> **Task instructions**
Reproduce verbatim the lines of the listing below, from the line containing "Can you find the wood grain" to the line containing "Target: wood panel cabinet", with both of those lines included.

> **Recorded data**
____

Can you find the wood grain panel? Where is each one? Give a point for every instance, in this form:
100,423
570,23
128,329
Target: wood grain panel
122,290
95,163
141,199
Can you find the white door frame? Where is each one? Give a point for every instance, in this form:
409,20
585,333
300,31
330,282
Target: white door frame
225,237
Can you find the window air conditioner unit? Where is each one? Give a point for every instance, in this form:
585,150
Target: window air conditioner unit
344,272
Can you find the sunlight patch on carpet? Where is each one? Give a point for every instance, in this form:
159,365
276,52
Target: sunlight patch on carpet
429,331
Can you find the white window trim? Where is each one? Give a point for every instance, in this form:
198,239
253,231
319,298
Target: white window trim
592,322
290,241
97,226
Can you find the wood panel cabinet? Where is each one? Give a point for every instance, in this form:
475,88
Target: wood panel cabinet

____

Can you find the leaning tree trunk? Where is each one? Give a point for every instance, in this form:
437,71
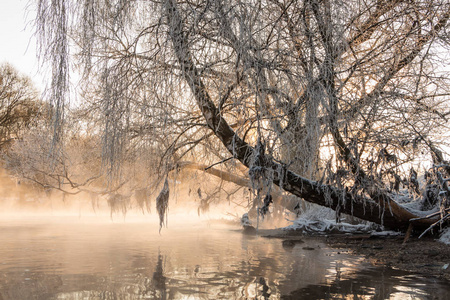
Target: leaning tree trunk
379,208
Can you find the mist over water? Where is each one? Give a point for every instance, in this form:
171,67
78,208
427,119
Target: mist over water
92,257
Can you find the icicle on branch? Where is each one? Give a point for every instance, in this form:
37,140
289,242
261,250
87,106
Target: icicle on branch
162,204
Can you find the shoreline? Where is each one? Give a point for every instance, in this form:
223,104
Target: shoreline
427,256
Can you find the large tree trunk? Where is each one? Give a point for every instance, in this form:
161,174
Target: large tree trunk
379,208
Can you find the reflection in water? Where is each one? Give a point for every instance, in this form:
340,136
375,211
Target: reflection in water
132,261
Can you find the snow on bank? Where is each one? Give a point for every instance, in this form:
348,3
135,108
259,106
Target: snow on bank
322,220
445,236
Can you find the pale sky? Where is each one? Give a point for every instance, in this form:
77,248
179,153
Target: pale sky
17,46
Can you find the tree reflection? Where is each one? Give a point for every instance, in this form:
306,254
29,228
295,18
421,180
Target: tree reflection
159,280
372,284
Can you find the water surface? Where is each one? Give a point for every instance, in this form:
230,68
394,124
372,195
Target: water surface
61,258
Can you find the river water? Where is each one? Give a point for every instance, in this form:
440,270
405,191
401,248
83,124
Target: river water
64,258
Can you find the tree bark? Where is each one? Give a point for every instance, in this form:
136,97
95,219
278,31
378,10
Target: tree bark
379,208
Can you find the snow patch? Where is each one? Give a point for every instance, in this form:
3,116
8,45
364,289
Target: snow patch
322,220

____

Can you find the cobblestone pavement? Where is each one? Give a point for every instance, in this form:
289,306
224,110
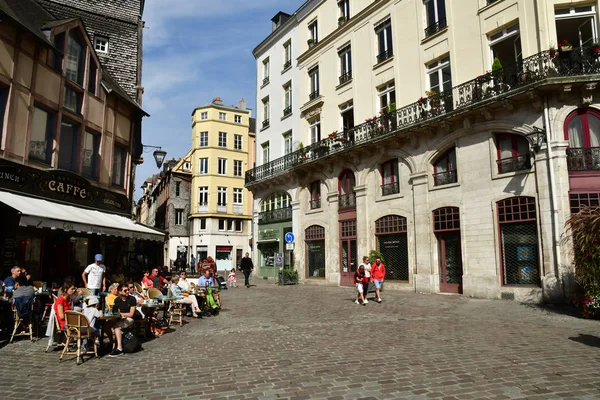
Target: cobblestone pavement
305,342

____

> **Written answer**
Can you find the wood grain panel? Where is each one? Give a point for every instance, in this form:
100,423
570,23
128,329
Target: wood grain panel
122,290
95,163
141,199
Can you find the white door frame? Where is each one? Give a point for every instance, in this form:
409,20
585,333
300,31
330,282
Target: white door frame
225,237
Can you find the window air conditioner unit? Where is each one? Give a point for every instance, in this form:
585,150
Target: window air conditioner unit
344,272
Can you find the sunlight patch on carpet? Where is each one? Give a point for every instance, in this form:
159,365
276,52
Target: sunlight patch on carpet
429,331
Can you find the white window trim? Where is each one? Give a point for every instance, in this form:
198,239
253,231
319,298
Target: white window trim
592,322
290,241
97,226
Can you find the wood panel cabinet? Where is each one? Give a point for every instance, in this form:
475,88
Target: wood panel cabinet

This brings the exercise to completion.